ASSIGNMENT: Retyping the records exactly is the whole task.

^^^^

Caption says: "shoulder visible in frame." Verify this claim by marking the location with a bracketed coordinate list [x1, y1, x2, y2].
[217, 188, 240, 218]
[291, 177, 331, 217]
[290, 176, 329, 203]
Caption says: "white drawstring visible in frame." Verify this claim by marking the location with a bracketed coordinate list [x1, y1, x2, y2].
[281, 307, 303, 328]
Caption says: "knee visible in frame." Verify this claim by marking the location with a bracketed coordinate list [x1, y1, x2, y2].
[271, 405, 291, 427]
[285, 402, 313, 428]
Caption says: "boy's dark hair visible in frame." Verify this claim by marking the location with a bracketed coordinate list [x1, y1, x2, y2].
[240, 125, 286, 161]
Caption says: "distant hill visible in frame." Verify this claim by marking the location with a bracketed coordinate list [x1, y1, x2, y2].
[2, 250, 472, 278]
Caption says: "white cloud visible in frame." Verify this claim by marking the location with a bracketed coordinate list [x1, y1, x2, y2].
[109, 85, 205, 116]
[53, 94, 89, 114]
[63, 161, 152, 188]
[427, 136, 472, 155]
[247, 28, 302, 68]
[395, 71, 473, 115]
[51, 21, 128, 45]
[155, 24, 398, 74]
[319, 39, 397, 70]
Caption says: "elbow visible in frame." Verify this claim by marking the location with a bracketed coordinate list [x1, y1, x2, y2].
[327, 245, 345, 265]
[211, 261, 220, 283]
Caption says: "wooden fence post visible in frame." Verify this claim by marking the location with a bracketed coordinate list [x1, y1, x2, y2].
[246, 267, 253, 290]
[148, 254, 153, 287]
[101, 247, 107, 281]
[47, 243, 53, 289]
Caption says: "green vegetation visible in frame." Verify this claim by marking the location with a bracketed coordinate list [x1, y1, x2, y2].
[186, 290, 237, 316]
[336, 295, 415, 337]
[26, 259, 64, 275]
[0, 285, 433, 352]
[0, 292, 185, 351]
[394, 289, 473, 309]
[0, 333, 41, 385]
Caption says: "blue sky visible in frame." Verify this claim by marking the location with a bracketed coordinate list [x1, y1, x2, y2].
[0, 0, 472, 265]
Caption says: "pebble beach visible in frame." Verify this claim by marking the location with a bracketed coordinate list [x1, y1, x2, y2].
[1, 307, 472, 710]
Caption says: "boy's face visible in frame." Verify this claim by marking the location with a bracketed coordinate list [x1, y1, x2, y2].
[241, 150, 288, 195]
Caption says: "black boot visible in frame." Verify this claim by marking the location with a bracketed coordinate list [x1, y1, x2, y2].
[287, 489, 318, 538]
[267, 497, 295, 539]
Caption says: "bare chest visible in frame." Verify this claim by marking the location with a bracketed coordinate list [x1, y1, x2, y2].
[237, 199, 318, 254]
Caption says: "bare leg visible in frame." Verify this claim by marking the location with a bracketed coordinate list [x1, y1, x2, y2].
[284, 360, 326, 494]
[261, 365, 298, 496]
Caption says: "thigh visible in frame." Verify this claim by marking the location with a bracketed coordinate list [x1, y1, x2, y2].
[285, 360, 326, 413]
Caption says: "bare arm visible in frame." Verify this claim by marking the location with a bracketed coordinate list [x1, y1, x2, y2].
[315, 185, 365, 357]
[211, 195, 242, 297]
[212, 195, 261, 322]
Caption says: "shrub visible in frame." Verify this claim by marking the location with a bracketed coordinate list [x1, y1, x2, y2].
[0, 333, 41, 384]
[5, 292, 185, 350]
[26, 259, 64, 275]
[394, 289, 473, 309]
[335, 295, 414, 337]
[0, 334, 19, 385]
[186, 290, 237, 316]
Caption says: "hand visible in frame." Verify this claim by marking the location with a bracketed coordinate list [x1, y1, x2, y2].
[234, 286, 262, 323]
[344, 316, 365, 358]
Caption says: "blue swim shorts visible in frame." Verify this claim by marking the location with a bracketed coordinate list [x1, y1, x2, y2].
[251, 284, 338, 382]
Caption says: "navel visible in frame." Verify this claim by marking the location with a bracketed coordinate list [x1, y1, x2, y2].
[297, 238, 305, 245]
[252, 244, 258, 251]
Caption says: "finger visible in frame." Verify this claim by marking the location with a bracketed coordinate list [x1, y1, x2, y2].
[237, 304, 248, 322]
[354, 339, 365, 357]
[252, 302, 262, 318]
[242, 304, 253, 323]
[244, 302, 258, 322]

^^^^

EXERCISE RESPONSE:
Caption says: "shoulder visible in frame." Verify this claim by marking the location with a bracketed coordinate list [x1, y1, x2, y2].
[217, 188, 240, 218]
[291, 177, 331, 217]
[290, 176, 329, 203]
Caption says: "white drawstring visible in frame." Verify this claim by marking the location with a bracketed coordinate list [x1, y1, x2, y2].
[281, 307, 303, 328]
Caption says: "knee visible in frame." Verify this claim by marking the location with a bracketed coordinate list [x1, y1, x2, y2].
[271, 405, 291, 427]
[285, 402, 313, 428]
Caption says: "boy's dark hair visible in frame." Verify this claim by marking the location with a bracketed coordinate list [x1, y1, x2, y2].
[240, 125, 286, 161]
Caption says: "distant hill visible in frame." Verify this claim by marking the location with a bracketed coordinate list [x1, y1, x2, y2].
[2, 250, 472, 278]
Caption says: "white cloud visible in frame." Verify this claim by marking the location with a bracketed coordinate list [x1, y1, x2, y2].
[109, 85, 205, 116]
[53, 94, 89, 114]
[63, 161, 152, 188]
[427, 136, 472, 155]
[247, 28, 302, 68]
[395, 71, 473, 115]
[51, 21, 128, 45]
[155, 24, 398, 74]
[319, 39, 397, 70]
Caption says: "elbow visible in frame." Verify this claim by marking the location with a bracketed coordinate list [x1, y1, x2, y2].
[327, 245, 345, 265]
[211, 261, 220, 283]
Caption says: "wooden fence post visible in frame." Verify this claim by marking the location with a bracketed coordinate list [x1, y1, x2, y2].
[246, 267, 253, 290]
[148, 254, 153, 287]
[101, 247, 107, 281]
[47, 243, 53, 289]
Caption says: "green vegetation visible in frame." Verify this claim by marking the location with a bracketed coordinate list [x1, y1, x2, y2].
[186, 290, 237, 316]
[336, 295, 415, 337]
[26, 259, 64, 275]
[0, 285, 433, 352]
[0, 292, 185, 351]
[394, 289, 473, 309]
[0, 333, 41, 385]
Caption says: "blue sky visible in frame." Verify this claim by marking the location with a bracketed coordinate list [x1, y1, x2, y2].
[0, 0, 472, 265]
Caption says: "pebble beach visible in frame." Verify this claim by marking the location with a bracketed coordinate list [x1, y1, x2, y2].
[1, 307, 472, 710]
Caption says: "boy's face visible in frame." Verify this claim by marking the location with a bracketed coordinate list [x1, y1, x2, y2].
[241, 150, 288, 195]
Caption says: "black boot visible in frame." Verify this claim by marking the location with a bracketed coordinate list [x1, y1, x2, y2].
[287, 489, 318, 538]
[267, 497, 295, 539]
Caption says: "bare chest visible in frame." Verify this claim by marking the location with a bracketed coordinate list [x1, y1, x2, y2].
[237, 199, 318, 254]
Caption says: "bare leg visible in frame." Verify this claim by marking the location with a bracketed coordinate list [x1, y1, x2, y2].
[284, 360, 326, 494]
[261, 365, 298, 496]
Caption says: "thigh visible in frame." Verify this claim by marking the location with a bracketed coordinate list [x1, y1, x2, y2].
[285, 360, 326, 413]
Caption says: "bare arm visible in frame." Verify this claim by marking the location with a bracketed coordinate list [x1, y1, x2, y2].
[315, 185, 365, 357]
[211, 195, 242, 297]
[212, 195, 261, 322]
Caption says: "shrub visible in frame." Verify this claim by marking the location with a bracketed coordinate list [x1, y1, x2, y2].
[0, 333, 41, 384]
[5, 292, 185, 350]
[26, 259, 64, 275]
[394, 289, 473, 309]
[335, 295, 414, 337]
[0, 334, 19, 385]
[186, 290, 237, 316]
Caption says: "hand visible in frame." Verify this claim by marking the location with a bracketed coordinate list [x1, y1, x2, y2].
[234, 286, 262, 323]
[344, 316, 365, 358]
Caption says: "blue swim shorts visible in frame." Verify this claim by marking the location with a bracketed coordinate list [x1, y1, x2, y2].
[251, 284, 338, 382]
Caption says: "navel visible in frame." Verify this claim by marking the location with a bracketed coordinate list [x1, y1, x2, y2].
[297, 238, 305, 245]
[252, 244, 258, 251]
Caption says: "finger visible in frame." Verify this claim by marking the location with a bracketed coordinate list [x1, y1, x2, y2].
[237, 304, 248, 322]
[354, 339, 365, 357]
[252, 302, 262, 318]
[242, 304, 253, 323]
[244, 302, 258, 322]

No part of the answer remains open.